-- start Dataset --
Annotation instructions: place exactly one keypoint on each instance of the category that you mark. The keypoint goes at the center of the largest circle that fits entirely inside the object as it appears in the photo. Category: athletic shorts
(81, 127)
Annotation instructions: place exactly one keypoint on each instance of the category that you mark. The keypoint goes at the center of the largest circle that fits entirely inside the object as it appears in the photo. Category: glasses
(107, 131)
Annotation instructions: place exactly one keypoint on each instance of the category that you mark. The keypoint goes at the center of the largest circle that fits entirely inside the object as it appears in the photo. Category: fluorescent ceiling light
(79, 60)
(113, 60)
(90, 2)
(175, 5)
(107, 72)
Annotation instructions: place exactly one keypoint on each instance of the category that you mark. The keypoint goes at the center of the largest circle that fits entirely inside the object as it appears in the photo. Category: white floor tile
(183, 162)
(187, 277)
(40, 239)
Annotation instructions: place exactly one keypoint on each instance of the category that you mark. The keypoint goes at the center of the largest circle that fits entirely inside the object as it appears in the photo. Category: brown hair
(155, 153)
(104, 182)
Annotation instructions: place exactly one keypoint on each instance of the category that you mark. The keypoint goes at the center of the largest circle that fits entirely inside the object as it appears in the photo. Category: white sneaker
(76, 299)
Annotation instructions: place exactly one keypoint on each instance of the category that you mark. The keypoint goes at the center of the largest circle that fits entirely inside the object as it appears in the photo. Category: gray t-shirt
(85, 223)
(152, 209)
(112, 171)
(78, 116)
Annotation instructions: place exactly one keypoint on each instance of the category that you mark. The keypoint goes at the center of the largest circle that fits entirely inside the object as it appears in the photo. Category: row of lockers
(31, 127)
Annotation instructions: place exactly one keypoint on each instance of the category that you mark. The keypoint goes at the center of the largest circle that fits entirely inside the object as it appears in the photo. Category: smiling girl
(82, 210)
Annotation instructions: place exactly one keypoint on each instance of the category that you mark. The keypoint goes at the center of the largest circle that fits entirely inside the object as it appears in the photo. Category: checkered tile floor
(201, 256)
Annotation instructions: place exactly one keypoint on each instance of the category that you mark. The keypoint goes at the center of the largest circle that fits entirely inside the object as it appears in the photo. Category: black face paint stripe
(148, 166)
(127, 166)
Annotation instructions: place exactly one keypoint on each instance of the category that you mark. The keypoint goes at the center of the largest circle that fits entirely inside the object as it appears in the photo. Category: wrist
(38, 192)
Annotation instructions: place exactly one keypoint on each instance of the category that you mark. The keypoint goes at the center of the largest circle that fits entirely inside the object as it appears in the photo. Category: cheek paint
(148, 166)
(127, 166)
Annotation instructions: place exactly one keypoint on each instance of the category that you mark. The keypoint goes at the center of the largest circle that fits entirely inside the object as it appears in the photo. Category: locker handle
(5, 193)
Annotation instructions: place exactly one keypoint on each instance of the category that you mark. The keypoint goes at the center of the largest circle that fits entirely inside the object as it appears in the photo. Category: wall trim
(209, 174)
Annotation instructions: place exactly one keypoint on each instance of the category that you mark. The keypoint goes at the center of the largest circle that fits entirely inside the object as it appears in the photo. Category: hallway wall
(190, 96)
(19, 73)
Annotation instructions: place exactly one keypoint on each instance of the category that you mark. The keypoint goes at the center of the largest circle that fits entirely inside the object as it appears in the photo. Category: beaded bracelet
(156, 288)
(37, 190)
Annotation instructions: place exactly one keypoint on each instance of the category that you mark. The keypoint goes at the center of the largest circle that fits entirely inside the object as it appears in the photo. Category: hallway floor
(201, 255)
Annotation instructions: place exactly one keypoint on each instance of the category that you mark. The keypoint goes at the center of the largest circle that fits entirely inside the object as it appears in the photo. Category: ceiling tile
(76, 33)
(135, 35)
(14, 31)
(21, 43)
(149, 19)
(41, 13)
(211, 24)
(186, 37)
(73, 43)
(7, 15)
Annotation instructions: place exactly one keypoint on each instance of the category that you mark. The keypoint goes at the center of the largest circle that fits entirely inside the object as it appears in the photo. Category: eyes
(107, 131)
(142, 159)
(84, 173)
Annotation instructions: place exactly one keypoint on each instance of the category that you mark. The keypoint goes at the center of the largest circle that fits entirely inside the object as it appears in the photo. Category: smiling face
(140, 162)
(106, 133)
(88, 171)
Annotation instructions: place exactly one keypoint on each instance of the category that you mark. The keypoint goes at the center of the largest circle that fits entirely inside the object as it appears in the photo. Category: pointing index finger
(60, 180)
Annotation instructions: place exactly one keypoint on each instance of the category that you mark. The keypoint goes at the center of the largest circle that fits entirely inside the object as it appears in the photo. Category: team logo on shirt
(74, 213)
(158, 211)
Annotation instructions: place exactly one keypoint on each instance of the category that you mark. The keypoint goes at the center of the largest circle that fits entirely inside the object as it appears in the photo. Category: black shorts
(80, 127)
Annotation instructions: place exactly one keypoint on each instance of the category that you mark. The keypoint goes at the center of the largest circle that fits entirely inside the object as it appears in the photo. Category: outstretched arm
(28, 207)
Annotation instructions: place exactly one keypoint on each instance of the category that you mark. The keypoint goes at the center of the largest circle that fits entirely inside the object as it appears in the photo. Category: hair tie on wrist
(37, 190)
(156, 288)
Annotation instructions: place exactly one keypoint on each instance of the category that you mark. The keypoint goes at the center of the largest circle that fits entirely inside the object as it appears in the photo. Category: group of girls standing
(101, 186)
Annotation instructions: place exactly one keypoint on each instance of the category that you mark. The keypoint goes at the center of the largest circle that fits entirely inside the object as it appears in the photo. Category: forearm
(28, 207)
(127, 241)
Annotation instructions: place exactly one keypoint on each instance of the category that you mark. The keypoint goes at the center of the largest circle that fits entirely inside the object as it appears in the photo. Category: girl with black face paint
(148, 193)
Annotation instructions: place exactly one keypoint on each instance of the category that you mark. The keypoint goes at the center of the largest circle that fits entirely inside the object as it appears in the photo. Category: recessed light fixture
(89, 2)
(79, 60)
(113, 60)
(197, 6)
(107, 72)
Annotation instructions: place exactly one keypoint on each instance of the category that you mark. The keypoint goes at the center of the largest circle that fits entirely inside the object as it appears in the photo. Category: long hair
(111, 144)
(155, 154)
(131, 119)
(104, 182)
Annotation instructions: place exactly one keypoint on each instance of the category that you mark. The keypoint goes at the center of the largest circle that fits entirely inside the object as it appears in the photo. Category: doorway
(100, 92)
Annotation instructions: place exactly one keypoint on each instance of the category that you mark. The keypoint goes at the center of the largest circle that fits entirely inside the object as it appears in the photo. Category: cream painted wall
-- end Dataset --
Return exactly the lines from the one containing "of girls standing" through the last line of the records above, both included, and nothing else.

*Output for this exercise*.
Annotation instructions: place exactly one keypoint on each instance of the category that you mark. The keypoint goes at the center of the largest circle that fits entirely inside the object as it appears in the photo. Category: group of girls standing
(101, 186)
Annotation instructions: place exactly one keypoint on each instance of the category that you mark. The keypoint goes at the center of the largest circle that fits entirely inside the object as it appears in the photo. Category: forearm
(28, 207)
(127, 241)
Annotation instructions: place exactly one keypoint on each instance of the category that you mark. The keypoint goes at the center of the largest circle that fits entirely inside the object as it appears in the photo. Category: girl with black face paint
(148, 193)
Annotation instructions: place exactly one keypoint on each instance of the category that you mark. The keypoint goes at the center of the largest circle that fits entirely inside the object as it appears in the photo. Category: recessed light fixture
(89, 2)
(79, 60)
(113, 60)
(197, 6)
(107, 72)
Annotation instructions: place exactly one keypoint on each instance of the category that you mark. The keypoint goes at the center of the largest circle that fits entirely inside the object as it appears in the photo. Category: long hair
(111, 144)
(155, 154)
(131, 119)
(104, 182)
Annotation instructions: place exactly one keypoint on each instance of the category that you mark. The keypoint goes at the center of the largest circle that fits entirely inside the object as it appears in the photo. Category: doorway
(100, 92)
Annotation instructions: place exactly one keypoint on each instance of the category that you mark. The keypoint goes at the center of the largest circle that fits entirely inside the object as it appears in the photo. Category: cream painted wall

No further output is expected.